* TASK DESCRIPTION
Copy out word for word everything in the rows below, from the line containing "Keypoint placement rule: for each instance of the glass" down to the end of the rows.

[Start of EXERCISE MATERIALS]

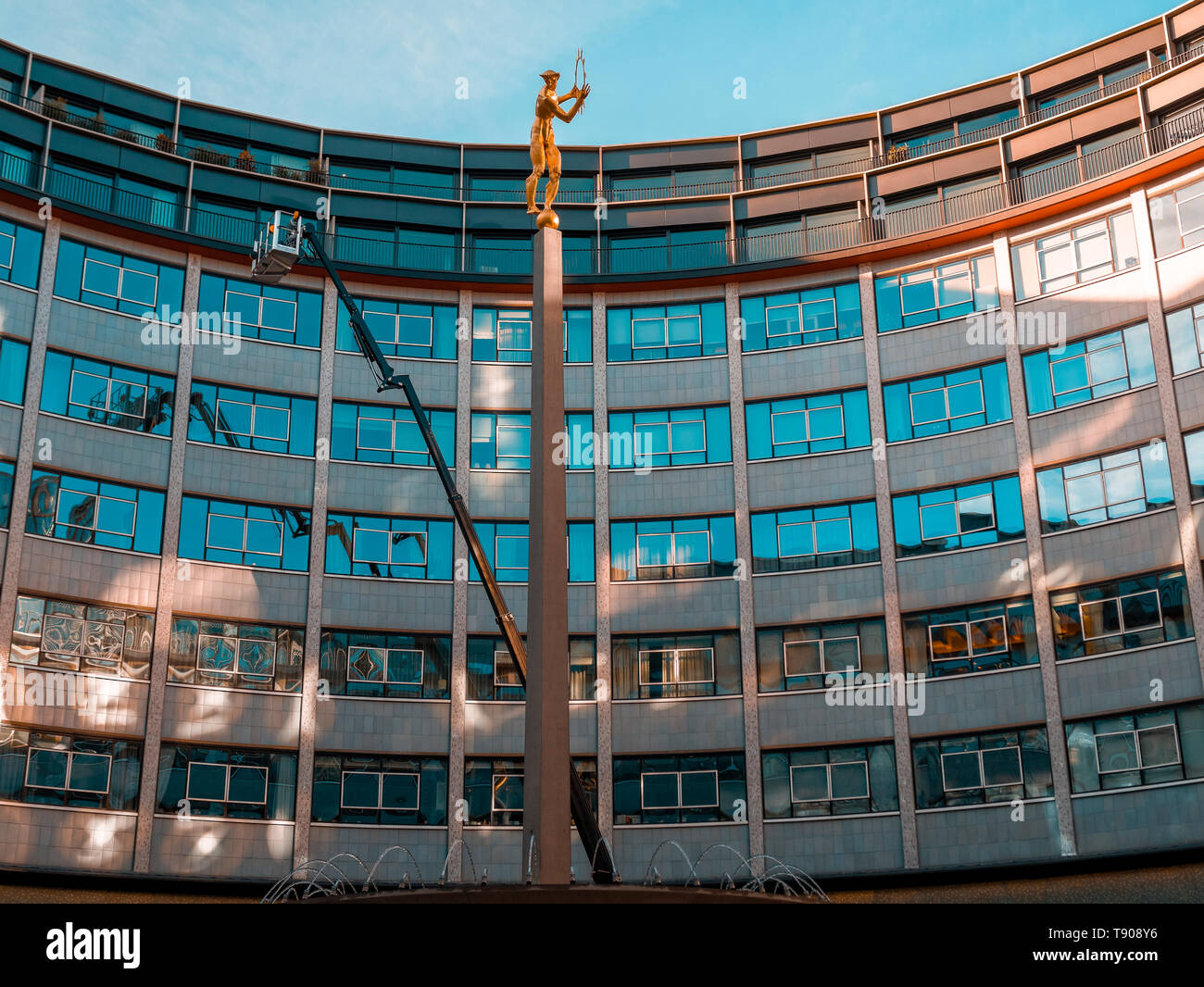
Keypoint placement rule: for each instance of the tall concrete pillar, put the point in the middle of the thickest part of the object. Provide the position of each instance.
(546, 786)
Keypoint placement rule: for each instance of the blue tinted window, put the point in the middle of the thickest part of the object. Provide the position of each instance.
(395, 548)
(581, 552)
(1185, 330)
(501, 441)
(261, 311)
(13, 362)
(681, 548)
(1107, 364)
(107, 394)
(660, 332)
(245, 534)
(20, 254)
(404, 329)
(395, 666)
(671, 437)
(793, 426)
(95, 512)
(959, 518)
(947, 402)
(119, 281)
(931, 294)
(1100, 489)
(6, 474)
(808, 538)
(579, 441)
(799, 318)
(245, 419)
(389, 433)
(505, 335)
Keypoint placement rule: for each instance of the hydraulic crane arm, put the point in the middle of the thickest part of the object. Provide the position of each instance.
(388, 380)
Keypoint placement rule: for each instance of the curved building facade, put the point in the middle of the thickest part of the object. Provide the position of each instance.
(885, 448)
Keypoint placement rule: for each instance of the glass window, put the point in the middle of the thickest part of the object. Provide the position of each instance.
(958, 518)
(94, 513)
(69, 769)
(380, 791)
(947, 402)
(931, 294)
(830, 781)
(801, 318)
(660, 332)
(1098, 366)
(501, 441)
(674, 437)
(386, 665)
(119, 281)
(216, 653)
(1121, 614)
(1178, 218)
(808, 538)
(683, 548)
(395, 548)
(245, 534)
(404, 329)
(20, 251)
(230, 782)
(673, 666)
(978, 638)
(1185, 330)
(13, 362)
(107, 394)
(1072, 256)
(1144, 747)
(388, 433)
(671, 789)
(1104, 488)
(975, 769)
(245, 419)
(263, 311)
(794, 426)
(61, 636)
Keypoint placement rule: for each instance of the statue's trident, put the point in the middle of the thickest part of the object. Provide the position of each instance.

[End of EXERCISE MATERIALS]

* ANSWER FOR THE TASK
Keypoint placement rule: for each instance of the glass window, put the point in the middle of the thickest part of the object. Provide the position of each instance.
(958, 518)
(94, 513)
(69, 769)
(380, 791)
(947, 402)
(931, 294)
(830, 781)
(801, 318)
(660, 332)
(1098, 366)
(501, 441)
(674, 437)
(386, 665)
(119, 281)
(216, 653)
(1121, 614)
(1178, 218)
(808, 538)
(683, 548)
(395, 548)
(245, 534)
(404, 329)
(20, 251)
(230, 782)
(673, 666)
(978, 638)
(1185, 330)
(13, 362)
(107, 394)
(1072, 256)
(1144, 747)
(388, 433)
(671, 789)
(1104, 488)
(975, 769)
(245, 419)
(263, 311)
(794, 426)
(61, 636)
Keypoint placement rule: for each instance of the statue's trident, put the point in the middle of the thickest part of the object. Provide the position of each instance.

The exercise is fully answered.